**WORK TASK**
Please return each record below exactly, with nothing left out.

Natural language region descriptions
· · · · ·

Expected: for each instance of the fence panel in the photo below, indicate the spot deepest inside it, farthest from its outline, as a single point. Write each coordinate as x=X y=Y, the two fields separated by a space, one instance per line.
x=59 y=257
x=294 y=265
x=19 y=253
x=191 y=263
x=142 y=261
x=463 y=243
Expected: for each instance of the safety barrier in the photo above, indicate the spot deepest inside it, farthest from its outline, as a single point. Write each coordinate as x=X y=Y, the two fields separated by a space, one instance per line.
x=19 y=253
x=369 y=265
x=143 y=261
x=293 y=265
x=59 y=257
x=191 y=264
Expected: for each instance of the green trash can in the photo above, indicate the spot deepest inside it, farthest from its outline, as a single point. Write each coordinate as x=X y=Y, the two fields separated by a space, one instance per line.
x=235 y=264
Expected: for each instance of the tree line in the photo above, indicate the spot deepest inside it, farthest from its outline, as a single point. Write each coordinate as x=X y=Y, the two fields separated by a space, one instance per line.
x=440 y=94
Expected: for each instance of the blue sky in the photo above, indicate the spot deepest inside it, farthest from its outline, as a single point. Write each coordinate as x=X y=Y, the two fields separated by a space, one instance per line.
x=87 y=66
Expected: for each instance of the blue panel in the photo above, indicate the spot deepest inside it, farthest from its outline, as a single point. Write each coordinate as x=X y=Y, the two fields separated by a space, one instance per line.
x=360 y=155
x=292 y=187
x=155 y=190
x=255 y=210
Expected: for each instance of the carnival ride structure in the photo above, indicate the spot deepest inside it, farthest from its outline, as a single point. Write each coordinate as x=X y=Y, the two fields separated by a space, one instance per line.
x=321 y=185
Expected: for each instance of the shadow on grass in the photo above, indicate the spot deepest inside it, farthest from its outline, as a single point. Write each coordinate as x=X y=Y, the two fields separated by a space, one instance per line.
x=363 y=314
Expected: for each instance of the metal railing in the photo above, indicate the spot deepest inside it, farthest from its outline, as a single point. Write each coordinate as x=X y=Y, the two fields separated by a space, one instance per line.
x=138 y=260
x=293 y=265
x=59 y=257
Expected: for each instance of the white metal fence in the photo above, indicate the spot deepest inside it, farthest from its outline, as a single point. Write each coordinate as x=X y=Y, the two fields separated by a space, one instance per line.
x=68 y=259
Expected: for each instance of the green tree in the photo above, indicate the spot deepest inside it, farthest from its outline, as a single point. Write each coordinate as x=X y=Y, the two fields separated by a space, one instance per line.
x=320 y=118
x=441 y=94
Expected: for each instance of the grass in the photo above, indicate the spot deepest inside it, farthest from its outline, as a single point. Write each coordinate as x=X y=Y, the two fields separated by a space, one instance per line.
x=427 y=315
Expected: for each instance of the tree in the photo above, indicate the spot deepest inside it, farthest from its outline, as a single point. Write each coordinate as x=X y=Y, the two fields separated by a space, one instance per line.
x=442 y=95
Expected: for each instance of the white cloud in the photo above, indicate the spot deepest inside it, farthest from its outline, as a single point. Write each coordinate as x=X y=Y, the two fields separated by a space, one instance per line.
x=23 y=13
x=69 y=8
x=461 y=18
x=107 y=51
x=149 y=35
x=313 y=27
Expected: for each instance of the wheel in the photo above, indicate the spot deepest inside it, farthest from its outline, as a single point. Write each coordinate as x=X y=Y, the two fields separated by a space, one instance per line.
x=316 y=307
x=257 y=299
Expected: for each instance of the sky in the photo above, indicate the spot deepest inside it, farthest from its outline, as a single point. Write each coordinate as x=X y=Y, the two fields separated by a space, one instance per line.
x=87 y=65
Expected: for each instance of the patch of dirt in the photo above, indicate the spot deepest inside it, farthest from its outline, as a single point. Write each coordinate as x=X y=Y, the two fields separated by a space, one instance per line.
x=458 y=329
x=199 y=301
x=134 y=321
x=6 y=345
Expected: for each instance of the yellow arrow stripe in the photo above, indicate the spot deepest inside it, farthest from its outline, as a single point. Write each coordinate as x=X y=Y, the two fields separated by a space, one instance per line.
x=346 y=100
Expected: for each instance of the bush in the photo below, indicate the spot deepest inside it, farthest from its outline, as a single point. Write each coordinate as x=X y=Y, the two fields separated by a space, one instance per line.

· · · · ·

**SOLUTION FOR THIS TASK**
Expected: for each instance of the fence panel in the photo below, indicate the spot deepest inside it, farthest from its outline, as a single point. Write each coordinate as x=X y=Y, the two fields separated by a space, one instance per line.
x=59 y=257
x=294 y=265
x=19 y=253
x=191 y=263
x=142 y=261
x=463 y=243
Expected: for each instance of the safety barrier in the photo above, indicate the spot deepest inside it, farthest from its outline, as a single point. Write each coordinate as x=X y=Y, the two fields separated by a space, one instance per line.
x=19 y=253
x=369 y=265
x=143 y=261
x=293 y=265
x=59 y=257
x=191 y=264
Expected: for each instance of the green trash can in the photo above, indicate the spot deepest inside it, farthest from its outline, as a single point. Write each coordinate as x=X y=Y, the two fields separated by a space, one instance per line.
x=235 y=264
Expected: for each instance of the tree line in the photo above, indicate the spot deepest inside it, farthest from its outline, as a single point. Write each coordinate as x=X y=Y, the two fields separated by a space, one instance per line.
x=440 y=94
Expected: for each instance of the blue sky in the photo above, indicate the spot deepest inside it, farthest from its outline, as a single point. Write each coordinate as x=X y=Y, the two fields separated by a space, one instance per line.
x=87 y=66
Expected: for each instance of the blue panel in the photo above, indicate the spot deepest inside it, farthest from its outline, as a single point. Write each coordinate as x=X y=Y, the two fields separated by a space, one instance per line.
x=360 y=155
x=292 y=187
x=155 y=190
x=255 y=210
Expected: for each instance of the carnival ride structure in the photo above, indicate the spot deepest inside it, farthest from its outline, as a single point. Write each coordinate as x=X y=Y, the two fields separated by a space, one instance per line.
x=321 y=185
Expected: for each instance of the shadow on grass in the photo above, indicate the spot deepest inside it, farthest from its outline, as a single point. Write each coordinate as x=X y=Y, the two fields separated by a space, one instance per line.
x=363 y=314
Expected: for each instance of the metal railing in the photo above, indicate the spot deepest inside it, farthest from its outline, as a single point. Write each coordinate as x=X y=Y, the two fields separated by a space, one instance per line.
x=138 y=260
x=293 y=265
x=59 y=257
Expected: for each instance of the white metal fence in the photo above, indicate the spot deepest inside it, farthest from its outline, as a single point. Write each coordinate as x=X y=Y, the two fields separated by a space, one instance per line.
x=68 y=259
Expected: for each instance of the green tree in the photo above, indicate the spot deepest inside it, farthest from its outline, as a single point. Write each coordinate as x=X y=Y, the two fields separated by a space, one instance per line.
x=320 y=118
x=441 y=94
Expected: for each instance of the grass in the photo above, indicate the spot deepest inside it, farthest from its outline, as a single point. Write each coordinate as x=X y=Y, the two fields separated by a space, one instance per line.
x=427 y=315
Expected: for each instance of the tree in the photo above, indicate the spot deepest inside it, farthest from its outline, as a single point. Write each coordinate as x=X y=Y, the two fields separated by a space, one instance per line.
x=442 y=95
Expected: for each instance of the white cloud in the photo above, indicate the spot deepest inside it, farthest from its outline, as a single point. Write each coordinate as x=X y=Y, the two fields separated by a space, one instance per line.
x=23 y=13
x=69 y=8
x=461 y=18
x=107 y=51
x=149 y=35
x=313 y=27
Expected: for each instance of the wheel in the photo above, indicate the spot deepest inside it, farthest from its outline, as a single point. Write each coordinate as x=X y=Y, the two fields separated by a space, one instance per line.
x=316 y=307
x=257 y=299
Expected: for each instance of the sky in the photo above, indicate the spot deepest inside it, farthest from its outline, as a single point. Write each coordinate as x=X y=Y, the two fields separated by a space, one instance per line.
x=87 y=65
Expected: for each instance of the patch of dirt in the photo above, indicate the spot deepest inside it, farthest from its outline, as a single point. Write each coordinate as x=X y=Y, the two fields separated by a space, one instance per line.
x=458 y=329
x=199 y=301
x=134 y=321
x=6 y=345
Expected: for each instance of the yellow arrow stripe in the photo above, indicate the spot deepest inside it, farthest from its outline, as a single point. Write each coordinate as x=X y=Y, the two fields separated by a space, one instance per line.
x=346 y=100
Expected: for each instance of the bush in the photo below, indicate the spot deepest inside it, farthest from its outline, as a single point. Write each coordinate as x=X y=Y, the two fields separated by a space, one instance per line.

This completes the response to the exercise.